Instructions to follow ::
Count the lines in the records below that contain the string "banner", matching case exactly. Reply with only the number.

Material provided ::
^^^^^^^^

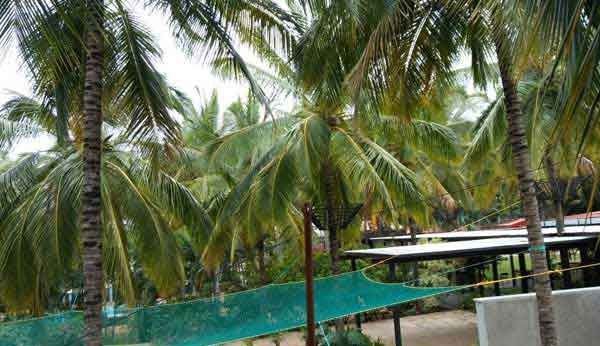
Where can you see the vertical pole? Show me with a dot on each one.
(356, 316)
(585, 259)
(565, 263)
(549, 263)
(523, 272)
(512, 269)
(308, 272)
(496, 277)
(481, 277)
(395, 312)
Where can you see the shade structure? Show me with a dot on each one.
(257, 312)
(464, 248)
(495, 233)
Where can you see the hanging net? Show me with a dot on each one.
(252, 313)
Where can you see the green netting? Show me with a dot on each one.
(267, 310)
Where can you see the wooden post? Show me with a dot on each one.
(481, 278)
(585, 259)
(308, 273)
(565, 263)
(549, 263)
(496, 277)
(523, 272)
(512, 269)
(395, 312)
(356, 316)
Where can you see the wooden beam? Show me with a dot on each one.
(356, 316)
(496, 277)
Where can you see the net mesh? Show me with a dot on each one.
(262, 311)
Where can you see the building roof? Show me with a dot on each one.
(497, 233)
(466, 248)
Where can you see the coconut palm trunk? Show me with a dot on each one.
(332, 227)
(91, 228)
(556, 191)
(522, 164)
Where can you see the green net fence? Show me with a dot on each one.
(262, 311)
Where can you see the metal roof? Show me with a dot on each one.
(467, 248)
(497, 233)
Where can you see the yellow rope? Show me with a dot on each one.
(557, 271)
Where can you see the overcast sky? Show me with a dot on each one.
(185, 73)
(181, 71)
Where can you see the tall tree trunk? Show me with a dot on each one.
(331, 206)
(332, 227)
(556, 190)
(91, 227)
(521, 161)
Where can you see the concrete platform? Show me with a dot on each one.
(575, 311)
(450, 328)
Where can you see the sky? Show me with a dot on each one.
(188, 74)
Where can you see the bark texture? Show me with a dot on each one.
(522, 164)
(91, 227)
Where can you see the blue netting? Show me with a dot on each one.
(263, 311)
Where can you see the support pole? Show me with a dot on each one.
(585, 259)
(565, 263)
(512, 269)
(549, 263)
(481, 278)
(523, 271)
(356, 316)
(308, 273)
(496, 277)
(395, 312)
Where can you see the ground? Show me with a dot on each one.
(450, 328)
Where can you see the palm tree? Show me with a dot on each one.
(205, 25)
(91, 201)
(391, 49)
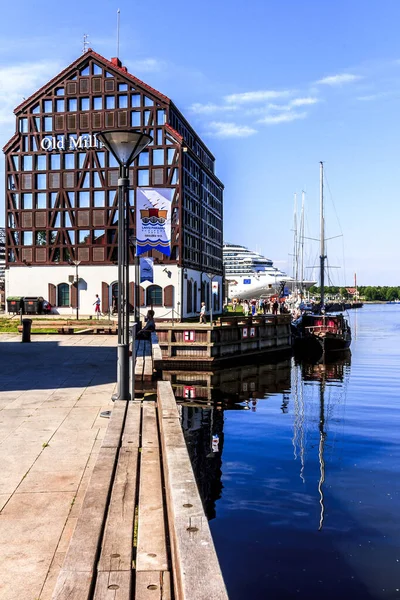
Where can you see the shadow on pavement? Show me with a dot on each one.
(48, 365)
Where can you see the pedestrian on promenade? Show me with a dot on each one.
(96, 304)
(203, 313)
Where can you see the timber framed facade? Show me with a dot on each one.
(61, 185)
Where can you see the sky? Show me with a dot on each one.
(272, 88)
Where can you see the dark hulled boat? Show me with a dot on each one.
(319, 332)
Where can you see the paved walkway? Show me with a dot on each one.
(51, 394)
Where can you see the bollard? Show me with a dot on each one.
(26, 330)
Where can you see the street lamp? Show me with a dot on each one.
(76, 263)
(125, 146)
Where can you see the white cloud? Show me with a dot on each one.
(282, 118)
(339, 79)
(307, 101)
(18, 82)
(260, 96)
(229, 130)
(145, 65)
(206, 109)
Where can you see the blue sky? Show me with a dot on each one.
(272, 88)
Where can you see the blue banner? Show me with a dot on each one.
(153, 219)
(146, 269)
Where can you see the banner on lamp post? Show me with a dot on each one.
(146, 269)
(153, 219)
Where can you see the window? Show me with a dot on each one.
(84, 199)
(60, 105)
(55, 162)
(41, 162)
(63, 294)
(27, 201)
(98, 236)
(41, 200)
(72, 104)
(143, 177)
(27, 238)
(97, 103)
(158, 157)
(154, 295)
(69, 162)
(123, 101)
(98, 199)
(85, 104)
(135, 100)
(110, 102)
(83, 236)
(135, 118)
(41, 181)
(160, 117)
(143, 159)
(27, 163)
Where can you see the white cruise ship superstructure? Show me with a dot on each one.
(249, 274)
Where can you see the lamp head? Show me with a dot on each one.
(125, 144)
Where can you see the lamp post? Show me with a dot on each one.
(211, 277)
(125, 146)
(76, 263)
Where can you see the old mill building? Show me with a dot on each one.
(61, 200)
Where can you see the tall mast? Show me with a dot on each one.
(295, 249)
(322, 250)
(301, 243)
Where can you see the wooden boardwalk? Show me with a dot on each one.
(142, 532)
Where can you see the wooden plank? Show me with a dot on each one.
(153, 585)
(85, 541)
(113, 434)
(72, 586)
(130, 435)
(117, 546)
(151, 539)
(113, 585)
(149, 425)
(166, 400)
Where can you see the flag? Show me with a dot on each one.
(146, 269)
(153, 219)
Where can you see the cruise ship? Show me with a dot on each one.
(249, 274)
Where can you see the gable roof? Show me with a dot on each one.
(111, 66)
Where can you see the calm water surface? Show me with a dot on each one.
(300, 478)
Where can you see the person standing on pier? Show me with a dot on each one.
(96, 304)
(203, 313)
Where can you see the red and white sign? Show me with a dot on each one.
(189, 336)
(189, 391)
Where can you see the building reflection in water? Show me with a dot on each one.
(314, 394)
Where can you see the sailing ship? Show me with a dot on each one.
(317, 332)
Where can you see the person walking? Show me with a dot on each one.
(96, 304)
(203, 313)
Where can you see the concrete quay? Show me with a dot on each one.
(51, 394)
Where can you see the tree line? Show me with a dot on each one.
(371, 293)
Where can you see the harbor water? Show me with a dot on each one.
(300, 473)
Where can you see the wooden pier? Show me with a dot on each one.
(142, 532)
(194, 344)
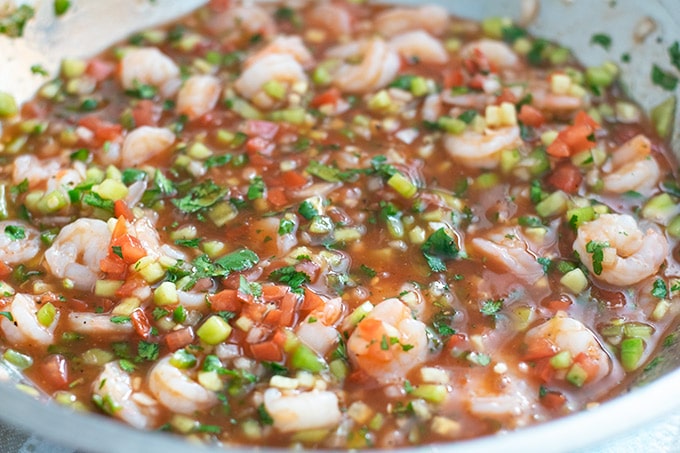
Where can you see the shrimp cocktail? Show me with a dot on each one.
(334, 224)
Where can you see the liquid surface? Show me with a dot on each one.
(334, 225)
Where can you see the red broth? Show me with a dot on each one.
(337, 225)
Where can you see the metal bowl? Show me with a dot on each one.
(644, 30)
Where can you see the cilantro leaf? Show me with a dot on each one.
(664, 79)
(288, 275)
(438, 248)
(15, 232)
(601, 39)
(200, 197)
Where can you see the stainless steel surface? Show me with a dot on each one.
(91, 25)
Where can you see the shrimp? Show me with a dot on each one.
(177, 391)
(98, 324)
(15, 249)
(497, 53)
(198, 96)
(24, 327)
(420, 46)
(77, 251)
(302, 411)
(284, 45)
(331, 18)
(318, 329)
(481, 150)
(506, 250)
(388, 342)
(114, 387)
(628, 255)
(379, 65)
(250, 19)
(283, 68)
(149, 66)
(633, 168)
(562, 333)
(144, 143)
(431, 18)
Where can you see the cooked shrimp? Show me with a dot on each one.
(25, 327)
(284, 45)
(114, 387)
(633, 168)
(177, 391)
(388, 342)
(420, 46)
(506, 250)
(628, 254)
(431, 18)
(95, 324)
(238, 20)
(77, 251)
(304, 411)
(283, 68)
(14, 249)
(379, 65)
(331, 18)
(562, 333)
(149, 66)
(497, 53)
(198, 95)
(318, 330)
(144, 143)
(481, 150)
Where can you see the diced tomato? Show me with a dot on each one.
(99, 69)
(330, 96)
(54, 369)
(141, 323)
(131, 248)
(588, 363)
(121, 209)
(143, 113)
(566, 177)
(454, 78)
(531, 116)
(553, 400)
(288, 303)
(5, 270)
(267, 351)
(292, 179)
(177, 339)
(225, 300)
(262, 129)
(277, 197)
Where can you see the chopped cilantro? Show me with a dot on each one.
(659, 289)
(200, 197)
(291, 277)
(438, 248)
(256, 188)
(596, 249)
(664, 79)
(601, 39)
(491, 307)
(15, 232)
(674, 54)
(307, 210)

^^^^^^^^

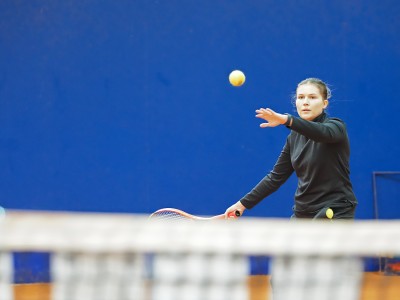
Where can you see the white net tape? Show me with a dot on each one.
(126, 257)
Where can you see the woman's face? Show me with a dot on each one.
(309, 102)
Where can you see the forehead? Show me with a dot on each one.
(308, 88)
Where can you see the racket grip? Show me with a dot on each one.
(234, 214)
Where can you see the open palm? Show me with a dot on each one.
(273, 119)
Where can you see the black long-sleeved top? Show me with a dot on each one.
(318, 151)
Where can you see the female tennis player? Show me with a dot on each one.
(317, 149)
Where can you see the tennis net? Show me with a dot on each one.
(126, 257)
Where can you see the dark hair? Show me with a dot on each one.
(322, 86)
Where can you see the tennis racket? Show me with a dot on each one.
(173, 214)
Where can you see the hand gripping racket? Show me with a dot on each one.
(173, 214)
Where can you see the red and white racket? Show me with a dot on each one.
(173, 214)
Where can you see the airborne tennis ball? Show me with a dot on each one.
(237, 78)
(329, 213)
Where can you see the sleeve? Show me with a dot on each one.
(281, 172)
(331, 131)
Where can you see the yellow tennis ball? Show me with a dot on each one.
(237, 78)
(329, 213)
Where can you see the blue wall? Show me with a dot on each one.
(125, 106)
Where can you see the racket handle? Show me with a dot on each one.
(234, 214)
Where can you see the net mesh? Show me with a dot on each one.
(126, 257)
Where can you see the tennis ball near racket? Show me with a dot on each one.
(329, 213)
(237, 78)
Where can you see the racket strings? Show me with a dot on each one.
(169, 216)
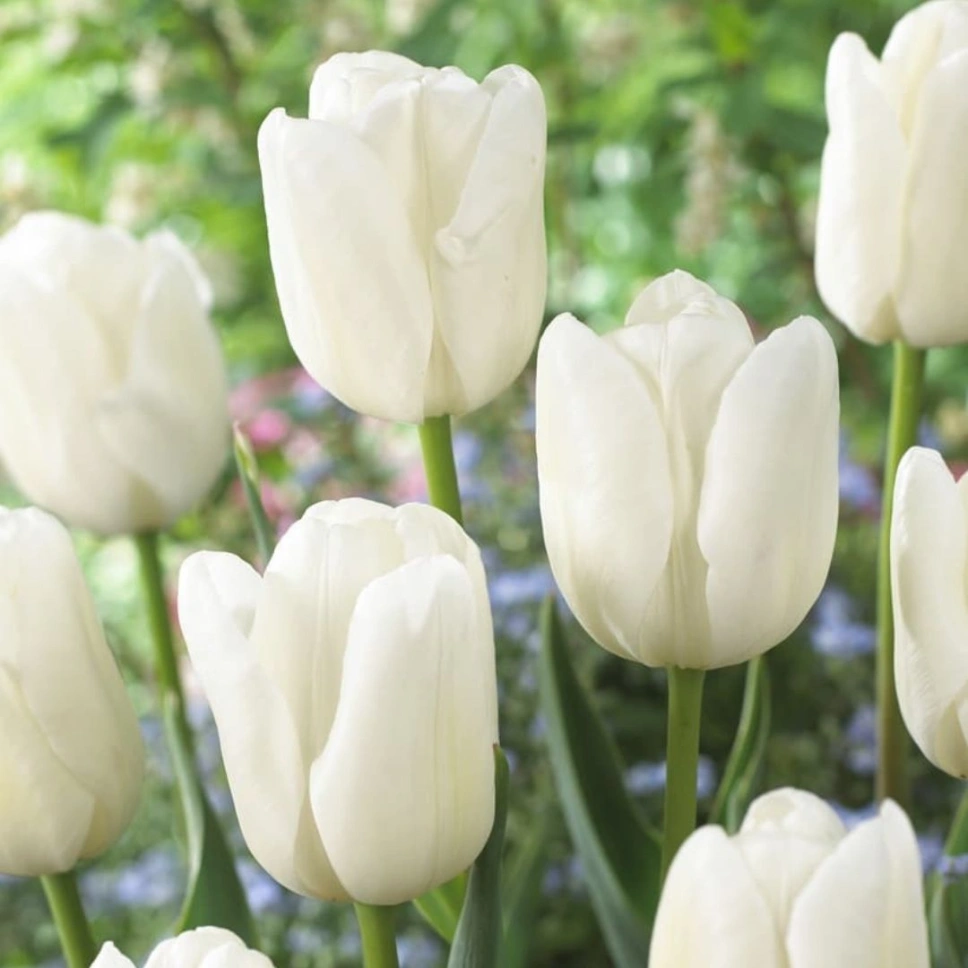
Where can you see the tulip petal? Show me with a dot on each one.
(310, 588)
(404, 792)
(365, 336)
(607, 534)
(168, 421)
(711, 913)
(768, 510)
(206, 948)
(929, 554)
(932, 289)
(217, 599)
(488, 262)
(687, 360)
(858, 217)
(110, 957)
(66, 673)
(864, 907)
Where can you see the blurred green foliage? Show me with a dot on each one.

^^^^^^^^

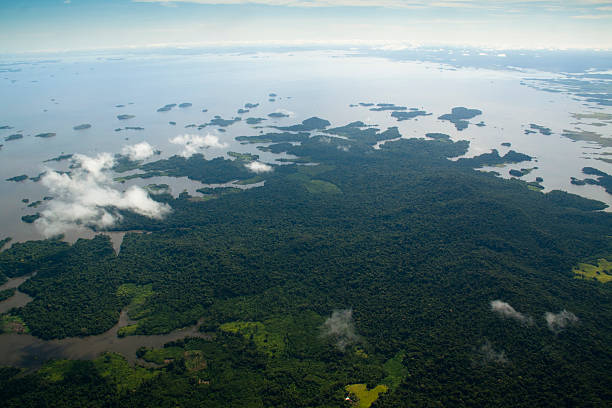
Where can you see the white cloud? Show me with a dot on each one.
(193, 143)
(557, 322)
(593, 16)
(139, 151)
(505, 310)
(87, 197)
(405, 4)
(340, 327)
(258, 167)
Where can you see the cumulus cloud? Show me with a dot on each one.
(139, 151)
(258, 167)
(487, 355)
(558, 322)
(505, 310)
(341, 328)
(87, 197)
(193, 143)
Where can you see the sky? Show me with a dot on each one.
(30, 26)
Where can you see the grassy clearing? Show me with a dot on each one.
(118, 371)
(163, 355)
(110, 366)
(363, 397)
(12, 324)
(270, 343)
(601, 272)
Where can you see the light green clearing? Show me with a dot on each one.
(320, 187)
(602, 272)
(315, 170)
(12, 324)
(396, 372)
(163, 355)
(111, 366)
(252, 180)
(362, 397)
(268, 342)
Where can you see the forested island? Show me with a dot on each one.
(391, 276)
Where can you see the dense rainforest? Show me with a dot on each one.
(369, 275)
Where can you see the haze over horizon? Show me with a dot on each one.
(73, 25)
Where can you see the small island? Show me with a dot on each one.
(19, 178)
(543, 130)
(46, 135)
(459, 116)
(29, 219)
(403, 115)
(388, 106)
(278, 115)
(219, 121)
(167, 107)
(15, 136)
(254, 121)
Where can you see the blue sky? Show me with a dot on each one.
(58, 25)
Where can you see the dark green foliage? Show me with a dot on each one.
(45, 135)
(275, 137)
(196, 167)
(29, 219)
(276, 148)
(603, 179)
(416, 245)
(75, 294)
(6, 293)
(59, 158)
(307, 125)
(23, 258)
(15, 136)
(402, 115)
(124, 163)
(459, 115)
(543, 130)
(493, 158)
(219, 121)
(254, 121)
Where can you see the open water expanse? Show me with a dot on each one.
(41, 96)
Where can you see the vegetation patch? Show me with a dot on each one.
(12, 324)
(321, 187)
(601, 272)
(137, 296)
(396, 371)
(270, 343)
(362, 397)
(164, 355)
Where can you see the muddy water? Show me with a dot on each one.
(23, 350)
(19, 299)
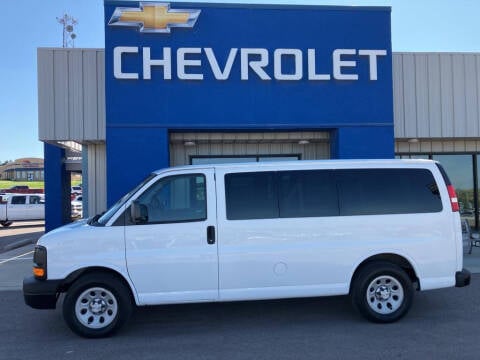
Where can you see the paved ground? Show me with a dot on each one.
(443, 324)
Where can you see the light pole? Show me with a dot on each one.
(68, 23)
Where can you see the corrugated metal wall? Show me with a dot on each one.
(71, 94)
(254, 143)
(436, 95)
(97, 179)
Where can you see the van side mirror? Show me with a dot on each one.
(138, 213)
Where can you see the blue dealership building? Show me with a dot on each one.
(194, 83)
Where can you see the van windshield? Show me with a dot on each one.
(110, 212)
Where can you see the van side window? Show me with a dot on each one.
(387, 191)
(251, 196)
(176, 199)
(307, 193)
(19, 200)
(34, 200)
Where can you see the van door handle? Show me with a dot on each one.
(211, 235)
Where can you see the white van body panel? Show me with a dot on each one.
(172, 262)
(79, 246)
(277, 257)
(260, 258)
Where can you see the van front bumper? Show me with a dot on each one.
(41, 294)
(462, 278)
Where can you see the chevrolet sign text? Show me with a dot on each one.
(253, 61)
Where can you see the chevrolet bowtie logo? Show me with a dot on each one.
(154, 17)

^^^^^^^^

Answer to this task ::
2